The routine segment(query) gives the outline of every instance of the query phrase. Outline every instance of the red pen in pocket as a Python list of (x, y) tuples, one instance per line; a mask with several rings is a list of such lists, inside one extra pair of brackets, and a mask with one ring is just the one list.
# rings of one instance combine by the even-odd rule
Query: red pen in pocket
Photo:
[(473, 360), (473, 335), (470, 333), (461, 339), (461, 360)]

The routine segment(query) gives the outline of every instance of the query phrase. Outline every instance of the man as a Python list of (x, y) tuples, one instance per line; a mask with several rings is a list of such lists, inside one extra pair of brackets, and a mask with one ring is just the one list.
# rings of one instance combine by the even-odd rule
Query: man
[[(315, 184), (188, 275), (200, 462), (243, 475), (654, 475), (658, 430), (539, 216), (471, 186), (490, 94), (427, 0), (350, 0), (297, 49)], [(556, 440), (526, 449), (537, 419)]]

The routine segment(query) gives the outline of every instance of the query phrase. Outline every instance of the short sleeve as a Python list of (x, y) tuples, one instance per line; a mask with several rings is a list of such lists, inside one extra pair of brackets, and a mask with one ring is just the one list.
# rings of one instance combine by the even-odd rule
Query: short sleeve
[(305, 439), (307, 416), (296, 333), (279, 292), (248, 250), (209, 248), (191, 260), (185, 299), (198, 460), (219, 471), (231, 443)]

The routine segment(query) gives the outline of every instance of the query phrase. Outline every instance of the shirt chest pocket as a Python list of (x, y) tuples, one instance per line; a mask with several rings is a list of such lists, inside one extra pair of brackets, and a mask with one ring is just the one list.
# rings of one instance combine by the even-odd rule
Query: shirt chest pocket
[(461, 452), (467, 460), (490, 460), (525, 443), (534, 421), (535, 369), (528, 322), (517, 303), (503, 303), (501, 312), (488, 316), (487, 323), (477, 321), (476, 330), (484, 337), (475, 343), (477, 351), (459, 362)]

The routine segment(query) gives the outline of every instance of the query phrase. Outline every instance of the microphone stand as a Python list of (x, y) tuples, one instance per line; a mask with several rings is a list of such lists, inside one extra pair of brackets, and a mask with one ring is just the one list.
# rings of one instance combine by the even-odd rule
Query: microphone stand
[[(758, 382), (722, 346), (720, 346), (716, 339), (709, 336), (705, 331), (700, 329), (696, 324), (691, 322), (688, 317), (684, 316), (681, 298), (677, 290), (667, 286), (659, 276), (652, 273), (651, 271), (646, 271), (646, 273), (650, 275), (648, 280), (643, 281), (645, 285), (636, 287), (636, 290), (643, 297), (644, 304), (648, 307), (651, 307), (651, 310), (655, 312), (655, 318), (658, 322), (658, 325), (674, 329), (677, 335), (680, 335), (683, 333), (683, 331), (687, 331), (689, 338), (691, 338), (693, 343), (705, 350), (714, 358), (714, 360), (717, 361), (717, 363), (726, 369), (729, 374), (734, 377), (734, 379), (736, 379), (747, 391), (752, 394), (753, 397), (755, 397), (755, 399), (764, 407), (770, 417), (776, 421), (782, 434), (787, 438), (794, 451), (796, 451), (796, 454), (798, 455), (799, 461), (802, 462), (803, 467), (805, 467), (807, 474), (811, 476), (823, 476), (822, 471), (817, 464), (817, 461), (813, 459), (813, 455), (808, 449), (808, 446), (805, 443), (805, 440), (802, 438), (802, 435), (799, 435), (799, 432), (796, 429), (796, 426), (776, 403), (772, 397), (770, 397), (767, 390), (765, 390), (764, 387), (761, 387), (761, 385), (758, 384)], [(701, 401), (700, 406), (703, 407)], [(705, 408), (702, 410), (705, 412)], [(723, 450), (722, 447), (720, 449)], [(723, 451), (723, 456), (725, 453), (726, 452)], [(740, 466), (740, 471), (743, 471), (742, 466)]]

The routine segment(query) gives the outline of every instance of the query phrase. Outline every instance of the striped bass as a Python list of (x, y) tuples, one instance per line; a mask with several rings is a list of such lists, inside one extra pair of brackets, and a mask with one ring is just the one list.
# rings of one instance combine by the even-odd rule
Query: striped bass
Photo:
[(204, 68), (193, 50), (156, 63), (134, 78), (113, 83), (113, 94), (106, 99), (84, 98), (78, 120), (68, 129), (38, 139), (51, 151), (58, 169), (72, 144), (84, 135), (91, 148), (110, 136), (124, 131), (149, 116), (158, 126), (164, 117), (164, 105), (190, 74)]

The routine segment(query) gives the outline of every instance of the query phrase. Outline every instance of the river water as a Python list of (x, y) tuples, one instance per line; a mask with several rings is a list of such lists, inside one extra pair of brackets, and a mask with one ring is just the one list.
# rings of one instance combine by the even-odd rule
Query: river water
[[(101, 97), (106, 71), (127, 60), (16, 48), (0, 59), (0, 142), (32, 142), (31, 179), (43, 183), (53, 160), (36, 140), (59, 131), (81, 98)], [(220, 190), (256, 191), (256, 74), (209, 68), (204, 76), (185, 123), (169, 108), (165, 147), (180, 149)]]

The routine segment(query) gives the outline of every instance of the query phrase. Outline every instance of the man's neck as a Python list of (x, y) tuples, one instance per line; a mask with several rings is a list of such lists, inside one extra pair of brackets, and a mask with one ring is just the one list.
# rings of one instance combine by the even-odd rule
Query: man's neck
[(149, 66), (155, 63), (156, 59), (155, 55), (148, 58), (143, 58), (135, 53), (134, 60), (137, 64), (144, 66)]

▶ _What is needed_
Starting at the line of the records that contains "of the shirt" and ending at the line that contains "351), (459, 362)]", render those lines as a JSON list of strings with one string per line and any blank lines left out.

▶ _Expected answer_
[
  "The routine segment(query) gives the outline of every instance of the query phrase. Outline every instance of the shirt chest pocket as a Python list of (x, y) tuples, one instance per line; a mask with several rings is a list of such lists, inside one extra pair of brackets, and a mask with one ring is just the one list.",
  "# rings of one instance combine by the even-odd rule",
  "Query: shirt chest pocket",
  "[(461, 452), (467, 460), (490, 460), (525, 443), (534, 421), (535, 369), (528, 322), (517, 303), (503, 303), (501, 312), (488, 316), (487, 323), (477, 321), (476, 330), (484, 337), (475, 343), (477, 351), (459, 362)]"
]